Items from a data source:
———

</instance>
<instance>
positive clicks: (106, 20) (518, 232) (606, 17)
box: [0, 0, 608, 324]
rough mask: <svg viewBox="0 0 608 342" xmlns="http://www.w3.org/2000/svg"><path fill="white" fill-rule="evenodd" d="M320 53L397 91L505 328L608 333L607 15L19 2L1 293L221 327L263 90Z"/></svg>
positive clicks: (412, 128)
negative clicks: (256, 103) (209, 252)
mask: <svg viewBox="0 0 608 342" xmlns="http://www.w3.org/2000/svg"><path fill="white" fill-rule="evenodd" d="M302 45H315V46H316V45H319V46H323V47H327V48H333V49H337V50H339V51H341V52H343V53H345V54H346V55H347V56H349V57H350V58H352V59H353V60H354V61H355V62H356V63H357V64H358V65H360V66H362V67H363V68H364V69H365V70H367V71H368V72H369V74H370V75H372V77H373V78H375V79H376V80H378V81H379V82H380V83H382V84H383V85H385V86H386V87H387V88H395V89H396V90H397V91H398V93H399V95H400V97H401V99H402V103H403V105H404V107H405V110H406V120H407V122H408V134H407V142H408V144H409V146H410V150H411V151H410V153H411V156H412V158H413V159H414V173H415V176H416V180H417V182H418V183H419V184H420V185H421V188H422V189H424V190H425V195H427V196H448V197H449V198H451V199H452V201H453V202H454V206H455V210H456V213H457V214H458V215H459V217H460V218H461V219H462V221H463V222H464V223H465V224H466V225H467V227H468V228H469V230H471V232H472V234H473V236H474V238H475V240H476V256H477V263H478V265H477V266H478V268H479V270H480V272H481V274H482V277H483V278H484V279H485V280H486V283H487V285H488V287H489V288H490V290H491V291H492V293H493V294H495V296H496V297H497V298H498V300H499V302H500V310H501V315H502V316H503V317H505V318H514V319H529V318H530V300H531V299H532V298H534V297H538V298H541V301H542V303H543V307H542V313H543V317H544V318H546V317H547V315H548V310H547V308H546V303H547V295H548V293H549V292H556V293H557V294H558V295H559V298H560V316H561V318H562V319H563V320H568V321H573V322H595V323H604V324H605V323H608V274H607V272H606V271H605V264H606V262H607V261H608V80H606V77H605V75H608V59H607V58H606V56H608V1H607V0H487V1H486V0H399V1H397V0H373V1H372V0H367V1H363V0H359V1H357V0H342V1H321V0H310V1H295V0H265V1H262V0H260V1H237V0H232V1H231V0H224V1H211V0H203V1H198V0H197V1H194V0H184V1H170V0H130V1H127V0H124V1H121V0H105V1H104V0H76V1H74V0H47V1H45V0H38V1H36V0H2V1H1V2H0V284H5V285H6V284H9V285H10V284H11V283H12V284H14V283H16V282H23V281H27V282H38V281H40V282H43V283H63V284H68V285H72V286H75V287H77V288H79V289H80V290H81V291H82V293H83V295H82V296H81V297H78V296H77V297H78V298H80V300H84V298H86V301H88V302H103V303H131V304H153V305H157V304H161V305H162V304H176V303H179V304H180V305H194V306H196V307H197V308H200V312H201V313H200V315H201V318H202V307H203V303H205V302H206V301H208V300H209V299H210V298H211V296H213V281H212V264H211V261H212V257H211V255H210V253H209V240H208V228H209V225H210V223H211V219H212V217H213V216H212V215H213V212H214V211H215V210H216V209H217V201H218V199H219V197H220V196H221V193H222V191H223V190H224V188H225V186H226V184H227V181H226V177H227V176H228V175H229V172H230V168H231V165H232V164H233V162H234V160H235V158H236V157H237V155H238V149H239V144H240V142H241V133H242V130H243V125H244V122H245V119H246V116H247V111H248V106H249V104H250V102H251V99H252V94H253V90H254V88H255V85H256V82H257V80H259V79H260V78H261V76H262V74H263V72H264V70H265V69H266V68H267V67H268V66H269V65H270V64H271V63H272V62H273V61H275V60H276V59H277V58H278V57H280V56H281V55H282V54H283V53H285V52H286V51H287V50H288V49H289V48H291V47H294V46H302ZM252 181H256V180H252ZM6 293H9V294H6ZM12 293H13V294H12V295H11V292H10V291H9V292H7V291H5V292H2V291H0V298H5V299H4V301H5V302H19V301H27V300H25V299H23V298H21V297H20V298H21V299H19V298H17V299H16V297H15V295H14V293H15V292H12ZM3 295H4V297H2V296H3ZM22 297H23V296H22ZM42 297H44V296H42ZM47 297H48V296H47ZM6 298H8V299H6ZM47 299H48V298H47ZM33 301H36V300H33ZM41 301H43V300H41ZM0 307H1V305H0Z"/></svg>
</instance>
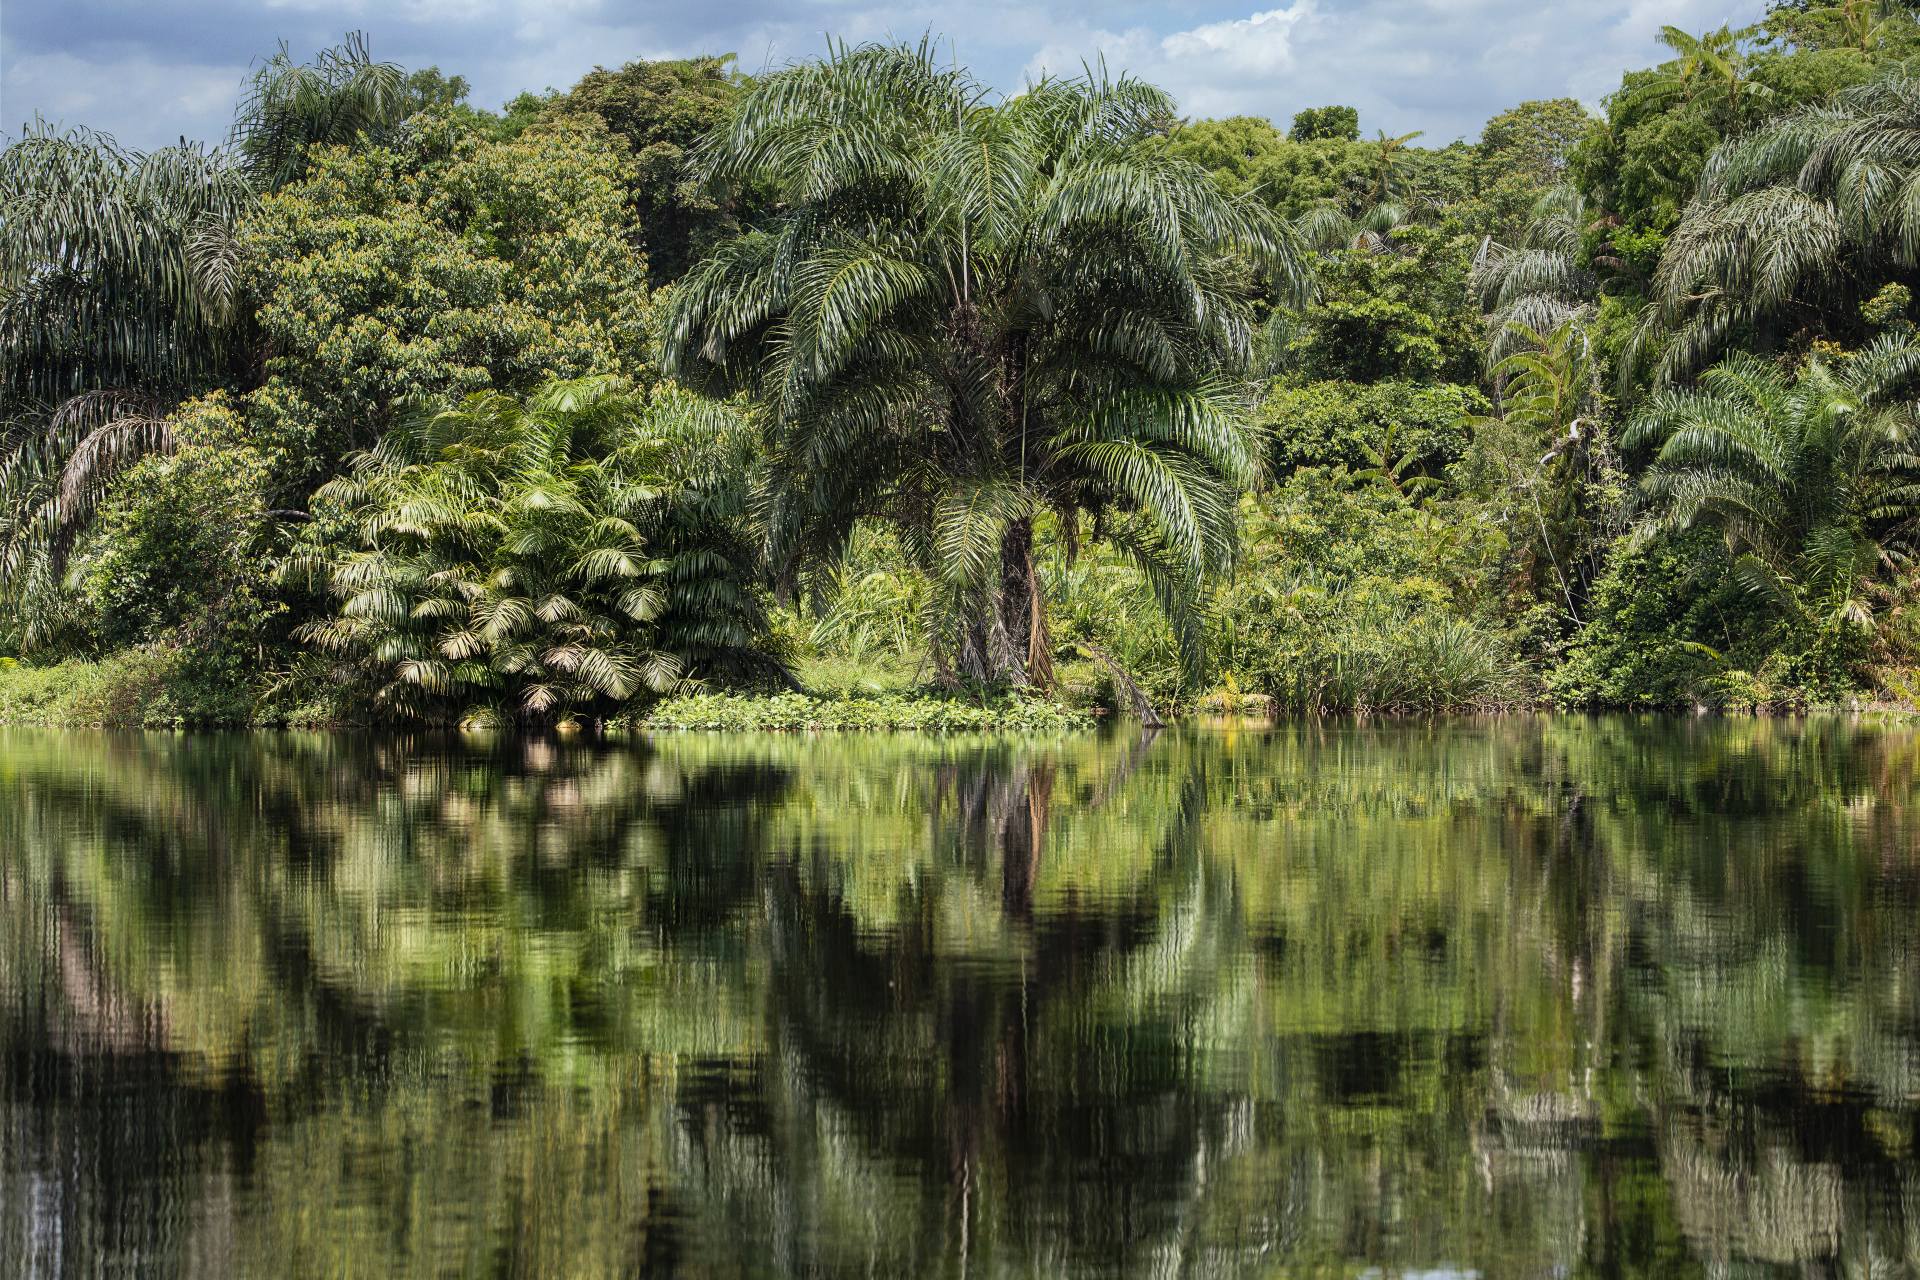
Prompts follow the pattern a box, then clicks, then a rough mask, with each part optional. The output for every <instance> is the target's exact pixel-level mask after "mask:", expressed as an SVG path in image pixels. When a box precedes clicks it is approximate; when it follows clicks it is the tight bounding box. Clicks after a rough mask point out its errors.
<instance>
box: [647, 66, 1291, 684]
mask: <svg viewBox="0 0 1920 1280" xmlns="http://www.w3.org/2000/svg"><path fill="white" fill-rule="evenodd" d="M1173 119H1175V115H1173V102H1171V100H1169V98H1167V96H1165V94H1164V92H1160V90H1156V88H1152V86H1146V84H1142V83H1139V81H1133V79H1127V77H1119V79H1110V77H1106V75H1104V73H1089V77H1087V79H1083V81H1043V83H1039V84H1033V86H1029V88H1027V92H1023V94H1020V96H1016V98H1012V100H1008V102H1004V104H989V102H987V100H985V92H983V90H981V86H979V84H977V83H975V81H973V79H972V77H968V75H966V73H964V71H958V69H954V71H948V69H943V67H939V65H935V59H933V50H931V46H927V44H925V42H924V44H922V46H920V48H883V46H860V48H847V46H839V48H835V50H833V52H831V56H829V58H828V59H826V61H820V63H810V65H801V67H795V69H789V71H783V73H778V75H772V77H766V79H764V81H758V83H755V84H753V88H749V90H747V94H745V96H743V98H741V102H739V104H737V107H735V111H733V117H732V121H730V123H728V127H726V129H722V130H718V132H716V134H712V136H710V138H708V140H707V144H705V146H703V148H701V152H699V173H701V177H703V178H707V180H710V182H716V184H722V186H728V184H732V186H745V184H762V190H768V192H772V194H774V198H776V200H778V205H780V209H781V213H780V217H778V221H774V223H772V225H768V226H764V228H758V230H751V232H745V234H741V236H737V238H735V240H732V242H728V244H724V246H720V249H718V251H716V253H714V255H712V257H710V259H708V261H707V263H705V265H701V267H697V269H695V271H693V273H691V274H689V276H687V278H685V280H684V282H682V284H680V286H678V288H676V294H674V299H672V303H670V315H668V322H666V361H668V367H670V368H672V370H676V372H680V374H684V376H689V378H695V380H703V382H718V384H722V386H728V388H745V390H751V391H756V393H758V395H762V397H764V401H766V403H768V407H770V415H768V418H770V436H772V441H770V453H772V482H774V491H772V495H770V509H768V514H770V547H772V553H774V560H776V566H780V568H781V572H783V574H791V570H793V566H797V564H799V562H801V560H803V558H812V560H822V558H826V560H831V558H833V555H835V551H837V549H839V547H841V545H845V541H847V537H849V532H851V530H852V526H854V522H856V520H858V518H868V516H870V518H881V520H887V522H891V524H893V526H897V528H899V532H900V533H902V539H904V541H906V545H908V547H910V549H912V553H914V555H916V558H918V560H920V562H922V564H924V566H925V568H927V570H929V572H931V574H933V578H935V581H937V583H939V591H941V610H939V616H937V620H935V626H933V651H935V662H937V670H939V672H941V676H943V677H945V679H948V681H979V683H1041V685H1044V683H1048V679H1050V652H1048V633H1046V599H1044V591H1043V583H1041V580H1039V576H1037V572H1035V562H1033V560H1035V557H1033V541H1035V520H1037V518H1039V516H1041V514H1043V512H1048V510H1050V512H1054V514H1056V516H1058V520H1060V528H1062V532H1064V535H1066V537H1068V539H1069V541H1071V539H1075V537H1077V535H1079V532H1081V530H1083V528H1087V522H1089V520H1091V528H1092V532H1094V533H1096V535H1104V537H1110V539H1114V543H1116V545H1119V547H1123V549H1125V551H1127V553H1131V555H1133V557H1135V558H1137V560H1139V564H1140V566H1142V568H1144V570H1146V574H1148V578H1150V580H1152V583H1154V587H1156V591H1158V595H1160V599H1162V603H1164V606H1165V608H1169V612H1173V616H1175V618H1177V620H1181V618H1185V620H1187V622H1188V624H1190V622H1192V603H1194V599H1196V587H1198V581H1200V578H1202V576H1204V574H1208V572H1212V570H1217V568H1221V566H1225V564H1227V562H1229V558H1231V553H1233V510H1235V495H1236V491H1238V489H1240V486H1244V484H1246V482H1248V480H1250V478H1252V474H1254V466H1256V449H1254V445H1252V441H1250V436H1248V426H1246V420H1244V413H1242V397H1240V393H1238V388H1236V386H1235V384H1233V382H1229V380H1227V378H1229V374H1223V372H1219V370H1223V368H1225V370H1229V372H1231V370H1235V368H1238V367H1242V365H1244V361H1246V355H1248V345H1250V332H1252V288H1248V286H1250V280H1248V265H1252V267H1254V269H1256V271H1258V273H1260V274H1271V276H1275V278H1277V280H1279V282H1281V286H1283V292H1290V294H1298V292H1300V288H1302V286H1304V265H1302V259H1304V255H1302V251H1300V249H1298V246H1296V242H1294V238H1292V234H1290V232H1288V228H1286V226H1284V225H1283V223H1279V219H1277V217H1275V215H1273V213H1271V211H1267V209H1265V207H1263V205H1260V203H1256V201H1252V200H1235V198H1229V196H1223V194H1221V192H1219V190H1217V186H1215V184H1213V182H1212V178H1210V177H1208V175H1206V173H1204V171H1202V169H1198V167H1196V165H1190V163H1185V161H1179V159H1171V157H1167V155H1165V154H1164V150H1162V148H1156V146H1150V144H1152V140H1154V138H1158V136H1160V134H1162V132H1164V130H1165V129H1167V127H1169V125H1171V123H1173ZM1181 631H1183V635H1188V637H1192V639H1194V641H1196V643H1194V647H1192V652H1198V626H1181Z"/></svg>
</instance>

———

* [Problem requirements] Lines from the entries that contain the word "positive" are what the answer must hold.

* [Response]
positive clicks: (106, 20) (518, 232) (606, 17)
positive clicks: (412, 128)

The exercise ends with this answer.